Task requirements :: If a line in the data has the string "wristwatch", please show it.

[Saved entries]
________________________
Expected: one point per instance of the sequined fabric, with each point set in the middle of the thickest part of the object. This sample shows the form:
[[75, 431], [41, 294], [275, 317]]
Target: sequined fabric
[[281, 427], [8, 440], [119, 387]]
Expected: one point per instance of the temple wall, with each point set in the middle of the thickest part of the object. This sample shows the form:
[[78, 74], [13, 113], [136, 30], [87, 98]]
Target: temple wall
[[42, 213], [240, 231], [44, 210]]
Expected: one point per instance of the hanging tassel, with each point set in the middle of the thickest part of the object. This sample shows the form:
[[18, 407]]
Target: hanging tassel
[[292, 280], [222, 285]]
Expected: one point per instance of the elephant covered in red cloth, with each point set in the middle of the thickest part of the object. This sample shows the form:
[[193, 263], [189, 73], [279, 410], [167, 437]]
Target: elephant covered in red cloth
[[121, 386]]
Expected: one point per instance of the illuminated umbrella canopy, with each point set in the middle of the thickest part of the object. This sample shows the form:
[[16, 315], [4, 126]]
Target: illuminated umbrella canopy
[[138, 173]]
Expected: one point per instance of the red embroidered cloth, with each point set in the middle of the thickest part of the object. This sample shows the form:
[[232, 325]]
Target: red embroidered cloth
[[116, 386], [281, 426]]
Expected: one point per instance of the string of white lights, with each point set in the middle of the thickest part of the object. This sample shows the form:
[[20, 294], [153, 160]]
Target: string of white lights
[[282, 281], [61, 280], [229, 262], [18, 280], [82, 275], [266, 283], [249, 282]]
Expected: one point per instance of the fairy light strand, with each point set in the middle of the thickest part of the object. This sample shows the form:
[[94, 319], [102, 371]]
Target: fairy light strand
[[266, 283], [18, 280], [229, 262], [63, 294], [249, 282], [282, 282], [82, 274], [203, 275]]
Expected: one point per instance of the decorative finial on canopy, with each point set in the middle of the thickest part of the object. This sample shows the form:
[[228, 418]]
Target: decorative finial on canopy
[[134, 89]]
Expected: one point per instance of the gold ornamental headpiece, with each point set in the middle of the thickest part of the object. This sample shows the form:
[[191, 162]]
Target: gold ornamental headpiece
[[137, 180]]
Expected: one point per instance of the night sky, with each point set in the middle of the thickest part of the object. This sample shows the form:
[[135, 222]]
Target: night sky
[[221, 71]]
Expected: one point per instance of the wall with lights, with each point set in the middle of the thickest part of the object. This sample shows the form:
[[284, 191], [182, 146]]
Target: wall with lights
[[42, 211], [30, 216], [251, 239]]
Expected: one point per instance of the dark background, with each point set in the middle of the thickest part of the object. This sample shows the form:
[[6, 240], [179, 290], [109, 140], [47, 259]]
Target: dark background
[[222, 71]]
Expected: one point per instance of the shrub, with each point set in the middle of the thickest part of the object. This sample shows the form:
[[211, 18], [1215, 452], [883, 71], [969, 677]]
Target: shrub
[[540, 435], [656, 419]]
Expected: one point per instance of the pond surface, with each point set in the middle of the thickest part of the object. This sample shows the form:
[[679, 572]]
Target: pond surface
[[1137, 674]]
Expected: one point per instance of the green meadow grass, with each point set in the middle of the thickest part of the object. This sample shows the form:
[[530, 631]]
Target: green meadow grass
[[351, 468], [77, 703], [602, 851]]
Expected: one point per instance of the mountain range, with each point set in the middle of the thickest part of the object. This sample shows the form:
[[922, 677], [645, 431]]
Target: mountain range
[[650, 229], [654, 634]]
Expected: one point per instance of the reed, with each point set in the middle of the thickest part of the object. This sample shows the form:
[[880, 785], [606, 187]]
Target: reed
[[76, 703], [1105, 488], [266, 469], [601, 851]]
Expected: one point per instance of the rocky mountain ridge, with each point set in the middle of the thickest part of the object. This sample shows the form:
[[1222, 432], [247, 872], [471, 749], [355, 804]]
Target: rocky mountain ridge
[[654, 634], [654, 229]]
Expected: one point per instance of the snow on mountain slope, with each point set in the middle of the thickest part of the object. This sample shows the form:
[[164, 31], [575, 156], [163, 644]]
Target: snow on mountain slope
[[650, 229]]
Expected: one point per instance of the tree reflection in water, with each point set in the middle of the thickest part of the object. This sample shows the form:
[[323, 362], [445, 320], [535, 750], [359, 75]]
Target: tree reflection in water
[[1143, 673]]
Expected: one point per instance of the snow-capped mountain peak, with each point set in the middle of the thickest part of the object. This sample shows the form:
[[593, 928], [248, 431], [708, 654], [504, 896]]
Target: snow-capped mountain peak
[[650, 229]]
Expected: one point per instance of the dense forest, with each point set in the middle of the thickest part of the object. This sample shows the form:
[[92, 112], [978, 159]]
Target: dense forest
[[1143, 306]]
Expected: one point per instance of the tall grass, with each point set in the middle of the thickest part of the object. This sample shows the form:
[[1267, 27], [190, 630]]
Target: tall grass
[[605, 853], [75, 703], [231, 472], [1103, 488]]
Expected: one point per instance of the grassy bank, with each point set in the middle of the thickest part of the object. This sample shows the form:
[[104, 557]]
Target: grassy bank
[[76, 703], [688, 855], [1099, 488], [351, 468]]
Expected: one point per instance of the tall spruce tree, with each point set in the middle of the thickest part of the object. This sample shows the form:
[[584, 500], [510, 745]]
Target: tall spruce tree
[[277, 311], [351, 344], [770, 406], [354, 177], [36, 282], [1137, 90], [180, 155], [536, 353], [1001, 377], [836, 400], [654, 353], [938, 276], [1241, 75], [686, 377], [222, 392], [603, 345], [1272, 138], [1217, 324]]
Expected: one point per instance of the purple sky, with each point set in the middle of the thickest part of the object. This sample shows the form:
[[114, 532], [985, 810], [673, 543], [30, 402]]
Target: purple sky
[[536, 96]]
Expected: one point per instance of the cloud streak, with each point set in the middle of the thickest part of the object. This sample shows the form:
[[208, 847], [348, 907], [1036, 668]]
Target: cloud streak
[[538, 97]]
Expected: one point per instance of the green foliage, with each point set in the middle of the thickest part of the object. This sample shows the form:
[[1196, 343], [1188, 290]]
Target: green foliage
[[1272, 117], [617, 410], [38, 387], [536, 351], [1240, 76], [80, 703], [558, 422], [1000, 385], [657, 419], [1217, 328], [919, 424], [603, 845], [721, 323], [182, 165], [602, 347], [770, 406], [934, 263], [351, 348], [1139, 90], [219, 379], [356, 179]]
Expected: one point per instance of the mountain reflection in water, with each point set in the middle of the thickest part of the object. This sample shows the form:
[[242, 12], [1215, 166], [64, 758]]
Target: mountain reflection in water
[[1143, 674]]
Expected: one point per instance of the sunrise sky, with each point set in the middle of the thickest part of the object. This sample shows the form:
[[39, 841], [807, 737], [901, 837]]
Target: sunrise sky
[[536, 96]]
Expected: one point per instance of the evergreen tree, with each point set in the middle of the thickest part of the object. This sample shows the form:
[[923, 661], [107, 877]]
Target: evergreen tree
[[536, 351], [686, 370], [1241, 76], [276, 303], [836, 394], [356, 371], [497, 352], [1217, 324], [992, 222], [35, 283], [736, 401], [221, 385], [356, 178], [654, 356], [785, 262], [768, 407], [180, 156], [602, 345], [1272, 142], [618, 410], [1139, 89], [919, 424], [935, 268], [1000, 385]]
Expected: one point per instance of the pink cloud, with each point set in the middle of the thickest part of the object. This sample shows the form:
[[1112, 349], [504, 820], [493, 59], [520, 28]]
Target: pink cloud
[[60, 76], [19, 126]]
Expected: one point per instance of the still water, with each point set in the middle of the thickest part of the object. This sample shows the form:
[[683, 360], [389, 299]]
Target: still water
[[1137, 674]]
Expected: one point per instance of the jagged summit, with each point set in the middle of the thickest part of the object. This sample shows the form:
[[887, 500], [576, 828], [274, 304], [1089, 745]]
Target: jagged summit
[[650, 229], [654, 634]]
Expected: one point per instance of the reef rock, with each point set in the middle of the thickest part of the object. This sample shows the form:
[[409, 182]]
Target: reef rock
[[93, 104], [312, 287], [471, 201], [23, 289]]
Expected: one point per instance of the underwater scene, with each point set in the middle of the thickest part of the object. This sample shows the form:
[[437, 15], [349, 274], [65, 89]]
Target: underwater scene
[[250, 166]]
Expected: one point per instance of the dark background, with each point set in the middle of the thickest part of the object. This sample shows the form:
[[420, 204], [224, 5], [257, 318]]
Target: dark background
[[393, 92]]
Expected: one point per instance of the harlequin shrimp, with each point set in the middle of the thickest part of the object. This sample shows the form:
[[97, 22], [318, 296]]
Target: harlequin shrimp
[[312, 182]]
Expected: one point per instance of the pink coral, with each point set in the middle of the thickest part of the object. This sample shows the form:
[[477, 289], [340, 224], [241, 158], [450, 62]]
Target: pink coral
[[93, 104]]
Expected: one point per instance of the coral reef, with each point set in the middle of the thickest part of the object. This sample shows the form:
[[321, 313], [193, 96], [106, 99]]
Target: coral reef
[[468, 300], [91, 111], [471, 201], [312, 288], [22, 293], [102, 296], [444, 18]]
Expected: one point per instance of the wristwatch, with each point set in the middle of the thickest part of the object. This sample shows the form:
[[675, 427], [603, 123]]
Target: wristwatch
________________________
Solution to this exercise ::
Expected: one point per instance of the wristwatch, with each point set in the middle of the thickest part of the object. This sample shows the form:
Target: wristwatch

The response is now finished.